§ What needs to be done
The required answer is the data below, restated word for word with images omitted.

---*---

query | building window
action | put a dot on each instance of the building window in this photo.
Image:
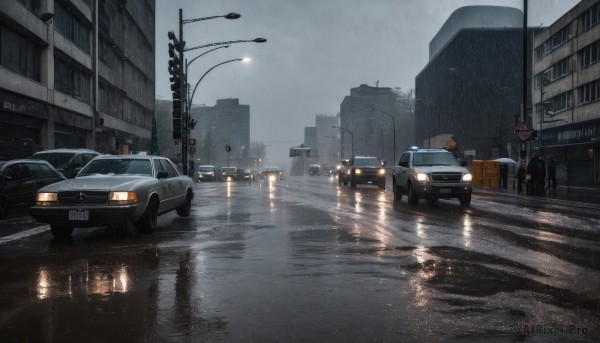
(590, 91)
(71, 79)
(71, 27)
(591, 54)
(553, 42)
(19, 55)
(32, 5)
(561, 102)
(591, 17)
(558, 70)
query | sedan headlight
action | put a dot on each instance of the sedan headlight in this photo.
(46, 199)
(421, 177)
(122, 198)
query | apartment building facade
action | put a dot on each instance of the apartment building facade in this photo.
(227, 124)
(76, 74)
(566, 93)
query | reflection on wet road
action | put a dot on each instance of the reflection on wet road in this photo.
(304, 259)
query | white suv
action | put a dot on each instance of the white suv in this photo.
(431, 174)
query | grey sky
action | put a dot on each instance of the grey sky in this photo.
(316, 51)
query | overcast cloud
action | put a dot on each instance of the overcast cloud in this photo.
(316, 51)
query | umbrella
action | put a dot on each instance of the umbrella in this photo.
(505, 160)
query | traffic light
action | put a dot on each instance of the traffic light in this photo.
(176, 119)
(175, 50)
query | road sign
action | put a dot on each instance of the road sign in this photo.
(523, 132)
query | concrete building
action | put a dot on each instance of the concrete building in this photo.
(328, 145)
(566, 93)
(373, 132)
(469, 95)
(77, 74)
(225, 124)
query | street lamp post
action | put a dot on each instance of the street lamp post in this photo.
(351, 136)
(394, 129)
(185, 115)
(208, 71)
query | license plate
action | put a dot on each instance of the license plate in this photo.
(79, 215)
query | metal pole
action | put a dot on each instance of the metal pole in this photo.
(183, 91)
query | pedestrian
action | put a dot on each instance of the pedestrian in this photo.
(540, 176)
(552, 176)
(530, 176)
(503, 175)
(522, 171)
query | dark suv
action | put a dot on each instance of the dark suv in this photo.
(431, 174)
(366, 170)
(67, 161)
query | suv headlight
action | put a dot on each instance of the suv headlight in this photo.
(422, 177)
(45, 199)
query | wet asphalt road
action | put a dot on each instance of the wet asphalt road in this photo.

---*---

§ Reply to the exercise
query | building window
action | put a dot on each instance of the building window in this photo.
Image:
(590, 91)
(71, 79)
(71, 27)
(591, 54)
(553, 42)
(19, 55)
(32, 5)
(561, 102)
(591, 17)
(558, 70)
query | sedan headlight
action | put a dot on each instance of the sedan headlight in this photo.
(46, 199)
(421, 177)
(122, 198)
query | apartment building facade
action | put a dot on each instance of the apartment building facade in this photo.
(227, 124)
(76, 74)
(566, 93)
query | reflection on wet road
action | put a dot on each instance of the reflection on wet road in this photo.
(304, 259)
query | white suv
action | put a dot on each instance of the white suv in this photo.
(431, 174)
query | grey sky
action | put a dot on each instance of the grey sky in this photo.
(316, 51)
query | overcast cloud
action | put a dot on each instance of the overcast cloud in this photo.
(316, 51)
query | umbrella
action | put a dot on each instance of the umbrella in this photo.
(505, 160)
query | traffic light
action | put a dot on each instance of the traffic light in this photo.
(176, 119)
(175, 50)
query | road sign
action | put a dot on each instance of the road sign in this photo.
(523, 132)
query | concrete building
action | put a dot on each instance of the concrete building in this photo.
(328, 145)
(566, 93)
(373, 132)
(469, 95)
(77, 74)
(225, 124)
query | street lamp post
action | put a dot on each instance of the street lamp post in this photo.
(351, 136)
(394, 129)
(185, 115)
(208, 71)
query | license plate
action | put a dot on each instance of the license plate in this photo.
(79, 215)
query | metal pole
action | put a dot on each instance of the metal pole in this photo.
(183, 91)
query | pedestrian
action | put a dot on each instance of the pedestrian in this photo.
(540, 176)
(552, 176)
(530, 176)
(503, 175)
(522, 171)
query | dark suv
action | put a dot on each instance of the dark suv in this photo.
(431, 174)
(366, 170)
(67, 161)
query | suv headlight
action | put a dot on each instance of the suv headlight in this photo.
(422, 177)
(45, 199)
query | wet asphalt road
action | put a dot on each instance of the wet asphalt road in this photo.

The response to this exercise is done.